§ **阅读文本**
【喻中】依理治国:朱熹建构的法理命题

栏目:学术研究
发布时间:2022-12-23 06:49:23
标签:朱熹

依理治国:朱熹建构的法理命题

作者:喻中

来源:《孔子研究》2022年第5期


摘要:朱熹对中国传统法理学的贡献,主要在于“依理治国”命题的建构。一方面,理是实现国家治理所依据的最高规范与终极规范。另一方面,在依理治国的实践中,理凝聚并转化成为“德礼”与“政刑”两个层次的规范。在“德礼”与“政刑”之间,“德礼”作为理的直接转化形式,构成了国家治理所依据的基本规范。“政刑”作为理的间接转化形式,同时也作为“德礼”的直接转化形式,构成了国家治理所依据的具体规范。从“理”到“德礼”再到“政刑”,展示了规范的三个层次,即前者是后者的依据,后者是前者的具体化。


关键词:朱熹; 理; 德礼; 政刑; 理治;

 

作者简介:喻中,男,1969年生,重庆人,中国政法大学法学院教授、博士生导师,主要从事法理学研究。

选自一个合集的条目:
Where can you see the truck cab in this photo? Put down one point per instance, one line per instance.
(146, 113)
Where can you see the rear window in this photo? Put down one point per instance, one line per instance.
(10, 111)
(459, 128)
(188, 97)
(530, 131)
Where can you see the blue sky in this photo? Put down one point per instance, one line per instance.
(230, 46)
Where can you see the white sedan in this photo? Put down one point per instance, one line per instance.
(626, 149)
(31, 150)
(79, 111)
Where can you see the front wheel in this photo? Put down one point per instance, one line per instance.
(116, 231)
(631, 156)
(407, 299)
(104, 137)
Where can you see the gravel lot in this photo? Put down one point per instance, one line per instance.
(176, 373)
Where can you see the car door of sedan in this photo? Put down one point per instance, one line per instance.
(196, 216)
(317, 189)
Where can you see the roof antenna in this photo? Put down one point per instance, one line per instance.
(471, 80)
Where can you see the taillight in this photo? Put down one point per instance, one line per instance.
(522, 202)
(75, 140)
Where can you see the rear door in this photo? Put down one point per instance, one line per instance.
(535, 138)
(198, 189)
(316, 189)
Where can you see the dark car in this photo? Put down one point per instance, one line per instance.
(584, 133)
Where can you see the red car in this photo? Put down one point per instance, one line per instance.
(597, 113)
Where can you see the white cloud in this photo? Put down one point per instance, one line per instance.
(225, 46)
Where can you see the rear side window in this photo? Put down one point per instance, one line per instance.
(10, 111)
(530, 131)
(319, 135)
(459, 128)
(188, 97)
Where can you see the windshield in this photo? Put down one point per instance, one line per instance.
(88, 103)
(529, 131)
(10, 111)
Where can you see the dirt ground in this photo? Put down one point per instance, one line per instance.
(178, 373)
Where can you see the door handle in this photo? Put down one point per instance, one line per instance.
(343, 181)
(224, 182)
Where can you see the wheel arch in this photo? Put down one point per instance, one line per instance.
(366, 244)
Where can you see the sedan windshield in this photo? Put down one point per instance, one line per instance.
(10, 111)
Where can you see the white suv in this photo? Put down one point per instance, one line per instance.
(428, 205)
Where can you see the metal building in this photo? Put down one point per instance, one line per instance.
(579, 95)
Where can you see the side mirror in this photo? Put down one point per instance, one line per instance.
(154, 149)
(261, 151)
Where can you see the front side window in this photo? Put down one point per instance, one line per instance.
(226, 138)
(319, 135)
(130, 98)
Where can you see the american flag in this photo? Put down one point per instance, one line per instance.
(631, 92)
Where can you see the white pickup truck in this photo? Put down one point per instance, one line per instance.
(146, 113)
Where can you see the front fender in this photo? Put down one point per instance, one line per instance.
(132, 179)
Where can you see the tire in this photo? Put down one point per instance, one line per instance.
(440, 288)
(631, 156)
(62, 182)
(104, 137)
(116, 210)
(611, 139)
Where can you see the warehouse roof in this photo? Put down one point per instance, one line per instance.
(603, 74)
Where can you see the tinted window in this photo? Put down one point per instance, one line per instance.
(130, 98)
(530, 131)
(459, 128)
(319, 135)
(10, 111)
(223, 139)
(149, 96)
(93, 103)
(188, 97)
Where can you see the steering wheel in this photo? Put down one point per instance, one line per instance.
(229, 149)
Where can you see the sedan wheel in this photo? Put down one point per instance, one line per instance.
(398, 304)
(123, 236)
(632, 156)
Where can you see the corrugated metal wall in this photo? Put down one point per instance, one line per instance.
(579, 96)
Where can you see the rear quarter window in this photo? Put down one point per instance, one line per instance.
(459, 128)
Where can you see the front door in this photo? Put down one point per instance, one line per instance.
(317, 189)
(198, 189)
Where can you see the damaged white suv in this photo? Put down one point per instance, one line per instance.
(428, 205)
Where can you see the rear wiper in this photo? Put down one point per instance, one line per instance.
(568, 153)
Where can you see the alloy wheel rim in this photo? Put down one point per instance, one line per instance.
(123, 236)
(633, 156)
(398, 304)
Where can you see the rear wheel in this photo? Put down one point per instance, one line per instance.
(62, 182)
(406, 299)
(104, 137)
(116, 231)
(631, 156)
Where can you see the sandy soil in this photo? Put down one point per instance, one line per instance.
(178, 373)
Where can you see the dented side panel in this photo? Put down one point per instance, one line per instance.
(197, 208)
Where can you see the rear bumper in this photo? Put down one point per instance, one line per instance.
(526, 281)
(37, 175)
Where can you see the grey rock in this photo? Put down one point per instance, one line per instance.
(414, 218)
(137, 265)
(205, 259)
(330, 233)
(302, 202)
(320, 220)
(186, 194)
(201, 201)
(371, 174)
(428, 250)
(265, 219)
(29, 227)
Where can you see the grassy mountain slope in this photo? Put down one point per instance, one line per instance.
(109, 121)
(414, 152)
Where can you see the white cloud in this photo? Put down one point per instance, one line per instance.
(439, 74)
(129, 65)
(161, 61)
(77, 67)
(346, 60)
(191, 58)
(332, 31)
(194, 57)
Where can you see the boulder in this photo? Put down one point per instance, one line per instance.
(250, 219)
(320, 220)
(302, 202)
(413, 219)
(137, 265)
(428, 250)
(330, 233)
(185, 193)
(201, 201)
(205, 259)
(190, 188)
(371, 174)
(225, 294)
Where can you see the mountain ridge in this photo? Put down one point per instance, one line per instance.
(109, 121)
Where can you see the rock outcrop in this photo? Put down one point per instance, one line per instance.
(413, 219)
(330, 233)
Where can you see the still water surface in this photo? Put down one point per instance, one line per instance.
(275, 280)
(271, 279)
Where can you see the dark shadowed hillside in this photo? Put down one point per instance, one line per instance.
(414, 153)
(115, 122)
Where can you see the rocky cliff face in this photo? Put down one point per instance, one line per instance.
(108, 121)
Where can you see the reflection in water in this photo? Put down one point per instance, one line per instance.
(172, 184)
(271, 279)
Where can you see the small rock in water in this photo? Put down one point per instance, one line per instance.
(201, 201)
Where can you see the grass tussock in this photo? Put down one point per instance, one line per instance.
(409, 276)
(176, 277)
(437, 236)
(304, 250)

§ **问题与任务**
- A) 把记录中从含有“Where can you see the grass tussock”的那一行起、到记录末尾为止的各行整理成一个 JSON 字符串列表,每行一个字符串,首尾两行都算在内,空行不计。
- B) 请接着这篇关于朱熹“依理治国”命题的文章往下写。
文章和记录彼此独立,互不相关。

§ **结果**
- A)
[
  "Where can you see the grass tussock in this photo? Put down one point per instance, one line per instance.",
  "(409, 276)",
  "(176, 277)",
  "(437, 236)",
  "(304, 250)"
]

- B)
在中国法理学史上,朱熹全面而系统地建构了“依理治国”这一命题。“依理治国”也可以简称为“理治”。如果当代中国可以称为“法治中国”,那么元、明、清三代的中国则可以称为“理治中国”;如果当代中国所处的时代可以称为“法治时代”,那么元、明、清三代经历的数百年则可以称为“理治时代”。当然,无论是“理治中国”还是“理治时代”,都可以归属于“依理治国”这个命题,都是“依理治国”这个法理命题的伴生物或衍生物。

 

在朱熹身后数百年间,依理治国的理论及其实践,全面塑造了华夏大地上的文明秩序,甚至还在较长时期内全面影响了朝鲜、日本等周边国家的文明秩序。这就意味着,依理治国不仅是朱熹法理学的核心命题,也可以看作是元、明、清时期中国法理学的核心命题,甚至还可以看作是明朝前后东亚法理学的核心命题。

 

从字面上看,依理治国的含义是把理作为国家治理的依据。然而,朱熹的相关论述表明,依理治国作为一个意深旨远的法理命题,还包含着饱满的法理意涵:其一,理是国家治理所依据、所遵循的最高规范或终极规范。其二,直接源于“理”的“德礼”,构成了国家治理所依据、所遵循的基本规范。其三,间接源于“理”、直接源于“德礼”的“政刑”,构成了国家治理所依据、所遵循的具体规范。由此看来,国家治理所依据的理,或者说,“依理治国”之“理”,其实包含了一个以理为源的规范体系。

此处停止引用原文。